**Record list**
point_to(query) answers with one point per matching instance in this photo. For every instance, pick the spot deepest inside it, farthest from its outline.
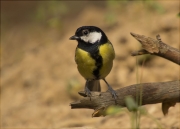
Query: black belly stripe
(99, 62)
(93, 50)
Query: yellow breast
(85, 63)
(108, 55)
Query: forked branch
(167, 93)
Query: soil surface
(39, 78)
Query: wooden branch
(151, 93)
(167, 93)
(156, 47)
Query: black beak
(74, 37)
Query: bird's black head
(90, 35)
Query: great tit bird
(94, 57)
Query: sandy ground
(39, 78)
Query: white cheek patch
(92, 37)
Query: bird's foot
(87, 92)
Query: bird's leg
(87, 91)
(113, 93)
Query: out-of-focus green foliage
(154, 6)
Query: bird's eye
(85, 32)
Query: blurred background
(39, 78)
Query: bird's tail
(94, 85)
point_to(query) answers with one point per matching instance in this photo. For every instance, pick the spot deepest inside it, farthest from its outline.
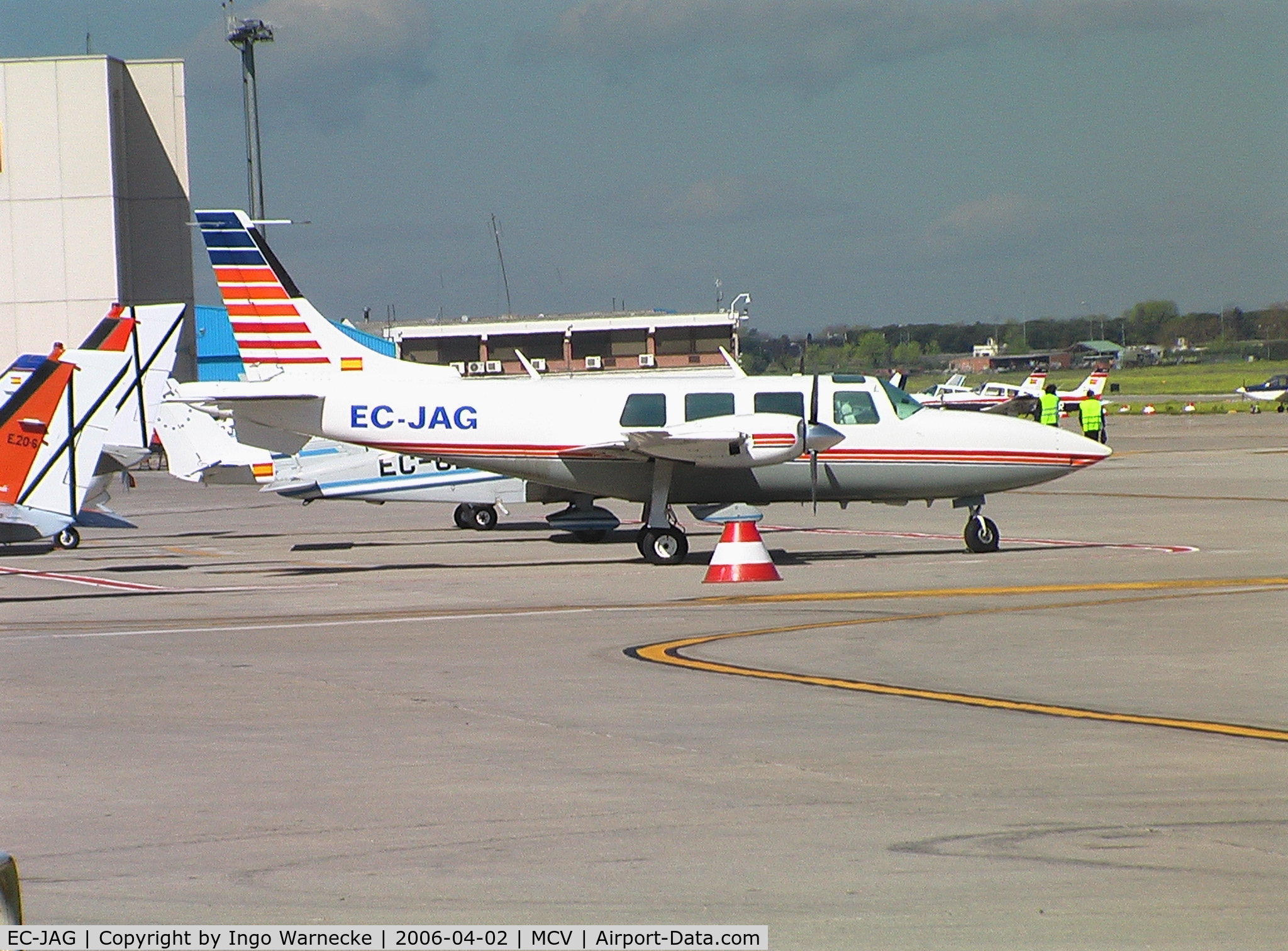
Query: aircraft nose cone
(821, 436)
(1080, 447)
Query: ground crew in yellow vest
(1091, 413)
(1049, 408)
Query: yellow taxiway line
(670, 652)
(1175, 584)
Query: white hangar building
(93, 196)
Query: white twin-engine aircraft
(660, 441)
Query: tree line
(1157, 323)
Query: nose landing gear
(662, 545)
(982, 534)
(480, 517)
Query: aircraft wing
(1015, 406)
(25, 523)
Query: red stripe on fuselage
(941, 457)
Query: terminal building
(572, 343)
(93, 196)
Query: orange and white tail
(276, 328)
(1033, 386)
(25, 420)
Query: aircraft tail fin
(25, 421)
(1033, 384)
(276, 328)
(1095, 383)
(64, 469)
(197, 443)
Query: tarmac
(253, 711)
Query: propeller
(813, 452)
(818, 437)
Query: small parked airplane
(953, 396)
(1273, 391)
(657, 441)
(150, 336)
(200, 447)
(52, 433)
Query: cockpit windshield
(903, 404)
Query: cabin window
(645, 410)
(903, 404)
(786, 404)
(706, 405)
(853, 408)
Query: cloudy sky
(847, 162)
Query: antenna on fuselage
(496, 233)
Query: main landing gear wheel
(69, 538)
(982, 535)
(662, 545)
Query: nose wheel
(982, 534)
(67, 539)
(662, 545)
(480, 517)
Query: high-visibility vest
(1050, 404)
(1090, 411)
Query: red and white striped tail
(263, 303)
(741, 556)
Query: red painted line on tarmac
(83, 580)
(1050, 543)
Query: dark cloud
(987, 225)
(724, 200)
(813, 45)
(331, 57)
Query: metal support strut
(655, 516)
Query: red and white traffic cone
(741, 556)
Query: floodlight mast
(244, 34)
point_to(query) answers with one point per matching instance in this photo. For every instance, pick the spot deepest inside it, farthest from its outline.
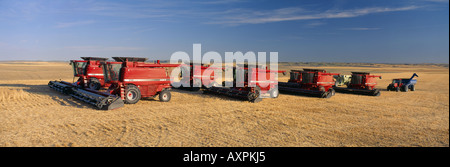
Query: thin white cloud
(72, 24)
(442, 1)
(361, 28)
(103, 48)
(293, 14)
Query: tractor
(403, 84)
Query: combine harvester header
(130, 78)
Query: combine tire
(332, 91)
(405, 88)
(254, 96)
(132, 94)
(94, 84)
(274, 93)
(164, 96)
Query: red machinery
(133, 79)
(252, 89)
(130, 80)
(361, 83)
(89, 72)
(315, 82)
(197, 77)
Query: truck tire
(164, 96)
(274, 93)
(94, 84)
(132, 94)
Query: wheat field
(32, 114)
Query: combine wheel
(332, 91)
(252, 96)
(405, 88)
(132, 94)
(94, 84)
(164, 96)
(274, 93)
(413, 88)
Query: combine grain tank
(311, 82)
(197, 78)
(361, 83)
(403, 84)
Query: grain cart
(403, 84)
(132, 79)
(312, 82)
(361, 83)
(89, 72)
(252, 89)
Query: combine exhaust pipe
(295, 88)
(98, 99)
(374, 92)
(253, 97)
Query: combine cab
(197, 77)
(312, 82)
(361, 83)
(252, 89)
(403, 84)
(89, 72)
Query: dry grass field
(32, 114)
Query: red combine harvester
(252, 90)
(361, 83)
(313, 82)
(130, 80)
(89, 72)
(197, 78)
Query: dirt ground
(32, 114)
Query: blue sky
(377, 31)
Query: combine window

**Stated task**
Convert the records above into a JSON list of strings, with one string for each line and no blank lines, covering every record. Leave the pictures out of the answer.

**Worked answer**
[
  "point_to(query) answers with one point per matching instance in this photo. For every instance, pick the spot deepest inside it, farthest from its outline.",
  "Query: black belly stripe",
  "(99, 62)",
  "(93, 50)",
  "Query: yellow breast",
  "(85, 63)",
  "(108, 55)",
  "Query: forked branch",
  "(167, 93)",
  "Query: soil surface",
  "(39, 78)",
  "Query: wooden branch",
  "(151, 93)",
  "(167, 93)",
  "(156, 47)",
  "Query: black beak",
  "(74, 37)",
  "Query: bird's black head",
  "(90, 35)",
  "Query: great tit bird",
  "(94, 57)",
  "Query: sandy ground",
  "(39, 78)",
  "Query: white cheek patch",
  "(92, 37)",
  "Query: bird's foot",
  "(87, 92)",
  "Query: bird's leg",
  "(87, 91)",
  "(113, 93)",
  "Query: out-of-focus green foliage",
  "(154, 6)",
  "Query: bird's eye",
  "(85, 32)",
  "Query: blurred background",
  "(39, 78)",
  "Query: bird's tail",
  "(94, 85)",
  "point_to(query) answers with one point per matching instance in this photo. For every instance, pick the spot deepest inside it, farthest from its outline.",
  "Query: aircraft nose cone",
  "(821, 436)",
  "(1080, 447)",
  "Query: ground crew in yellow vest",
  "(1091, 413)",
  "(1049, 408)",
  "Query: yellow taxiway line",
  "(670, 652)",
  "(1175, 584)",
  "Query: white hangar building",
  "(93, 196)",
  "Query: white twin-engine aircraft",
  "(660, 441)",
  "Query: tree line",
  "(1157, 323)",
  "Query: nose landing gear",
  "(662, 545)",
  "(982, 534)",
  "(480, 517)",
  "Query: aircraft wing",
  "(1015, 406)",
  "(25, 523)",
  "Query: red stripe on fuselage",
  "(941, 457)",
  "Query: terminal building",
  "(572, 343)",
  "(93, 196)",
  "Query: orange and white tail",
  "(276, 328)",
  "(1033, 386)",
  "(25, 420)",
  "Query: aircraft tail fin",
  "(25, 421)",
  "(1033, 384)",
  "(276, 328)",
  "(1095, 383)",
  "(64, 469)",
  "(197, 443)",
  "Query: tarmac",
  "(253, 711)",
  "Query: propeller",
  "(813, 452)",
  "(818, 437)",
  "Query: small parked airplane",
  "(953, 396)",
  "(1273, 391)",
  "(657, 441)",
  "(150, 336)",
  "(200, 447)",
  "(52, 433)",
  "Query: cockpit windshield",
  "(903, 404)",
  "Query: cabin window",
  "(645, 410)",
  "(903, 404)",
  "(786, 404)",
  "(706, 405)",
  "(853, 408)",
  "Query: cloudy sky",
  "(847, 162)",
  "Query: antenna on fuselage",
  "(496, 233)",
  "Query: main landing gear wheel",
  "(69, 538)",
  "(982, 535)",
  "(662, 545)",
  "Query: nose wheel",
  "(982, 534)",
  "(67, 539)",
  "(662, 545)",
  "(480, 517)",
  "Query: high-visibility vest",
  "(1050, 404)",
  "(1090, 411)",
  "Query: red and white striped tail",
  "(263, 303)",
  "(741, 556)",
  "Query: red painted line on tarmac",
  "(83, 580)",
  "(1050, 543)",
  "Query: dark cloud",
  "(987, 225)",
  "(724, 200)",
  "(813, 45)",
  "(331, 57)",
  "Query: metal support strut",
  "(655, 516)",
  "Query: red and white traffic cone",
  "(741, 556)",
  "Query: floodlight mast",
  "(244, 34)",
  "point_to(query) answers with one point per matching instance in this photo. For every instance, pick the spot deepest inside it, farthest from its outline.",
  "Query: thin white cloud",
  "(72, 24)",
  "(442, 1)",
  "(361, 28)",
  "(103, 48)",
  "(293, 14)",
  "Query: tractor",
  "(403, 84)",
  "Query: combine harvester header",
  "(130, 78)",
  "Query: combine tire",
  "(332, 91)",
  "(405, 88)",
  "(254, 96)",
  "(132, 94)",
  "(94, 84)",
  "(274, 93)",
  "(164, 96)",
  "Query: red machinery",
  "(133, 79)",
  "(252, 89)",
  "(130, 80)",
  "(361, 83)",
  "(89, 72)",
  "(315, 82)",
  "(197, 77)",
  "Query: truck tire",
  "(164, 96)",
  "(274, 93)",
  "(94, 84)",
  "(132, 94)",
  "Query: wheat field",
  "(32, 114)",
  "Query: combine wheel",
  "(332, 91)",
  "(252, 96)",
  "(405, 88)",
  "(132, 94)",
  "(94, 84)",
  "(164, 96)",
  "(274, 93)",
  "(413, 88)",
  "Query: combine grain tank",
  "(311, 82)",
  "(197, 78)",
  "(361, 83)",
  "(403, 84)",
  "Query: grain cart",
  "(403, 84)",
  "(132, 79)",
  "(312, 82)",
  "(361, 83)",
  "(89, 72)",
  "(252, 89)",
  "Query: combine exhaust pipe",
  "(295, 88)",
  "(98, 99)",
  "(374, 92)",
  "(253, 97)",
  "Query: combine cab",
  "(197, 77)",
  "(312, 82)",
  "(361, 83)",
  "(252, 89)",
  "(403, 84)",
  "(89, 72)",
  "Query: dry grass field",
  "(32, 114)",
  "Query: red combine harvester",
  "(252, 90)",
  "(361, 83)",
  "(313, 82)",
  "(130, 80)",
  "(89, 72)",
  "(197, 78)",
  "Query: dirt ground",
  "(32, 114)",
  "Query: blue sky",
  "(377, 31)",
  "Query: combine window"
]